[start Excerpted text]
But under the Dog Owners’ Liability Act http://www.e-laws.gov.on.ca/DBLaws/Statutes/English/90d16_e.htm#BK5 as it currently exists your dog does not have to do actual physical damage to have an order brought against you
4. (1) A proceeding may be commenced in the Ontario Court of Justice against an owner of a dog if it is alleged that,
(a) the dog has bitten or attacked a person or domestic animal;
(b) the dog has behaved in a manner that poses a menace to the safety of persons or domestic animals; or
(c) the owner did not exercise reasonable precautions to prevent the dog from,
(i) biting or attacking a person or domestic animal, or
(ii) behaving in a manner that poses a menace to the safety of persons or domestic animals. 2005, c. 2, s. 1 (6).
Dog pack behaviour maybe the underlying reason why a muzzle order was issued for all 3 dogs. Often when one member of the pack gets into a fight, and things get heated up and excited the others will join in to help protect that member, this is very common behaviour so in a way it does make sense to issue an order to have all dogs owned by the owner muzzled especially when they are all out together.
Training may help your dog to a point to ignore another dog, but lets the owner of another dog accidently drop the leash or the their dog is on a flexi- leash and it suddenly bolts toward your dog wanting to play. under those circumstances that may be too much that the traiing you've done won't prepare your dog for and he may turn around and attack again. if that happens, they will look at the past incident and that you appealed the muzzle order and say you did not do what was reasonable to prevent a similiar attack which then could result in a order to seize the dog and have it destroyed( the goverment has the option to sell the dog instead to a research lab) you can be issued a $10,000 fine and or 6 months in jail and or ordered to pay restitution, the best case senario would be having an order confining or dog to your property with signs posted.
If your dog had been leashed and muzzled in that same situation then Part 6-6 of the act would offer him protection
6. Precautions taken by the owner to preclude similar attacks in the future.
[end Excerpted text]
Challenges.
1. Please answer these questions using the text on the Dog Owners' Liability Act:
(a) In which court may a proceeding be commenced against a dog's owner?
(b) How many dogs did the muzzle order cover?
(c) How large a fine can be issued?
2. Write out the text on the Dog Owners' Liability Act again from "If your dog" to "in the future.", with "tethered" in place of "leashed".
The material isn't needed for anything here.
[start Provided data]
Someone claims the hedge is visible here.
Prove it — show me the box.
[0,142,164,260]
[end Provided data]
Task solutions.
1.
(a) The Ontario Court of Justice.
(b) All 3 dogs.
(c) $10,000.

2.
If your dog had been tethered and muzzled in that same situation then Part 6-6 of the act would offer him protection
6. Precautions taken by the owner to preclude similar attacks in the future.